Exercise a> Write out the entries word for word, starting at the line that contains "[point] at the nose" and ending at the last of the entries.

Document section>
---*---
GC does not clean blobs that reach storage but have no Harbor DB record ("storage-only orphans")

## Summary

Harbor's garbage collector is purely DB-driven: it finds orphaned blobs by querying the `blob` table and removes entries not referenced by any project. This works correctly for the blobs Harbor knows about. However, blobs that reach the final storage path (`blobs/sha256/<2>/<64>/data`) without a corresponding `blob` table record are permanently invisible to GC and accumulate indefinitely with no cleanup path.

We are calling these **storage-only orphans** to distinguish them from the DB-tracked orphans that GC already handles.

---

## Evidence

We observed a growing discrepancy between registry storage size and the size Harbor reports in its UI/API on a dedicated BuildKit cache registry instance (~6 weeks old, S3 backend):

| Source | Blobs | Size |
|---|---|---|
| S3 storage | 1,254,732 | ~84 TB |
| Harbor `blob` table | 163,952 | ~14 TB |
| **Storage-only orphans** | **1,090,780** | **~74 TB** |

We confirmed this by listing all `blobs/sha256/*/data` objects in S3, extracting digests, and cross-referencing against `SELECT digest FROM blob`. 87% of storage blobs have no DB record.
---*---
Task material>
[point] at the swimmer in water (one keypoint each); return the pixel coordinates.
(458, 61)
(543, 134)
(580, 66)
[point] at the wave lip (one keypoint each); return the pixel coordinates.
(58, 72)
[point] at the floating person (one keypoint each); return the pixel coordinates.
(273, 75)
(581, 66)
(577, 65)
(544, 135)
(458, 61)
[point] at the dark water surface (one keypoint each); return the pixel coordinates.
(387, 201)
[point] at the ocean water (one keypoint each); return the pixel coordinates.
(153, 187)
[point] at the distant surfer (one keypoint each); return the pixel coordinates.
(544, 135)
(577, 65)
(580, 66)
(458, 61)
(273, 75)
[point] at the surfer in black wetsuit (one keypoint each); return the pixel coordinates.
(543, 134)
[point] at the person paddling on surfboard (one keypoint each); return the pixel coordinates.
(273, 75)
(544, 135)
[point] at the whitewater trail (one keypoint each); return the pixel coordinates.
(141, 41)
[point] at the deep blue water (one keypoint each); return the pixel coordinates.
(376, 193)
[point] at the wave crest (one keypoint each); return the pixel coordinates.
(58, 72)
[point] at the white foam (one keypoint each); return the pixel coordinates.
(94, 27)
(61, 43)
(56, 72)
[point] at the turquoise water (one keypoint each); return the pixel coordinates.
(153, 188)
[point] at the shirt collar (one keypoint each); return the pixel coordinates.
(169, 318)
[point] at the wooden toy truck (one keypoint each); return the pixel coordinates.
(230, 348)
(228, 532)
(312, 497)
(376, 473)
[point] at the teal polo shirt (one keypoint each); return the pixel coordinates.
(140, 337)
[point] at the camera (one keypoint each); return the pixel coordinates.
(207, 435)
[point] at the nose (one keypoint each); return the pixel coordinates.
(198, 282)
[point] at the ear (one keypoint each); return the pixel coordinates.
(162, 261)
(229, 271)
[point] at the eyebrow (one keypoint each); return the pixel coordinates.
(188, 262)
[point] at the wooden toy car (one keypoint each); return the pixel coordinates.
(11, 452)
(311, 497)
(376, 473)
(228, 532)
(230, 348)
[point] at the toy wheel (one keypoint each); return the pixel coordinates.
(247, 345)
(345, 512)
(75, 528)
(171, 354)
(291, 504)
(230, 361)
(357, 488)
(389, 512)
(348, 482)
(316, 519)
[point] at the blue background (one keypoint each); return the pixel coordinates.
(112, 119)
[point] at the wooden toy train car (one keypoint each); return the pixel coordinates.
---*---
Exercise b> In the report on Harbor garbage collection, what share of storage blobs were found to have no DB record?

Complete output a>
[point] at the nose (one keypoint each); return the pixel coordinates.
(198, 282)
[point] at the ear (one keypoint each); return the pixel coordinates.
(162, 261)
(229, 271)
[point] at the eyebrow (one keypoint each); return the pixel coordinates.
(188, 262)
[point] at the wooden toy car (one keypoint each); return the pixel coordinates.
(11, 452)
(311, 497)
(376, 473)
(228, 532)
(230, 348)
[point] at the toy wheel (one keypoint each); return the pixel coordinates.
(247, 345)
(345, 512)
(75, 528)
(171, 354)
(291, 504)
(230, 361)
(357, 488)
(389, 512)
(348, 482)
(316, 519)
[point] at the blue background (one keypoint each); return the pixel coordinates.
(112, 119)
[point] at the wooden toy train car (one keypoint each); return the pixel coordinates.

Complete output b> 87%.